■ Stated exercise ■
Render the rows below as a two-column CSV with the columns "prompt" and "reply", one line per row, placing each row's text and its answer in a single quoted field each and replacing line breaks with spaces. Leave the pictures out.

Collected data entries
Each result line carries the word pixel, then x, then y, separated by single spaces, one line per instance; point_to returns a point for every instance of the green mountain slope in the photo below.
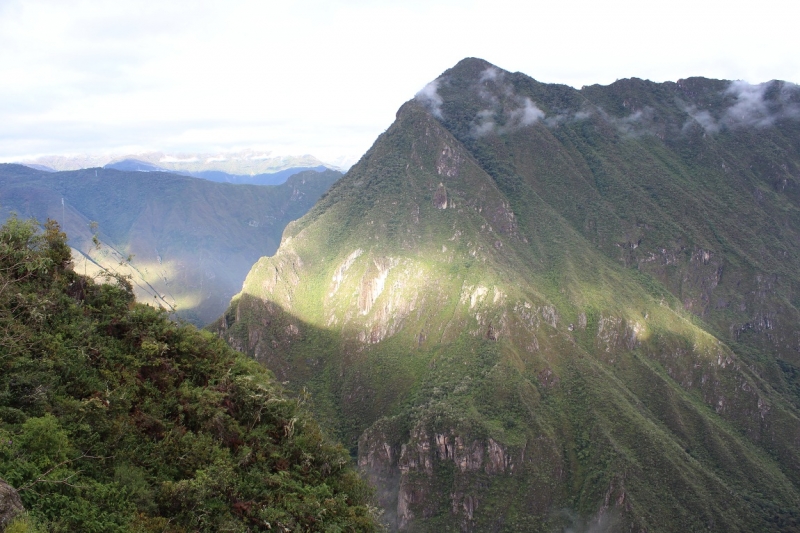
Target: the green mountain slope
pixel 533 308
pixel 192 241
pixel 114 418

■ Correct response ■
prompt,reply
"Each result line carries the word pixel, then x, then y, separated by single spaces, one line per instance; point_to returns a point for every instance of the green mountain slope in the photo below. Target: the green mountain slope","pixel 533 308 pixel 192 241 pixel 114 418"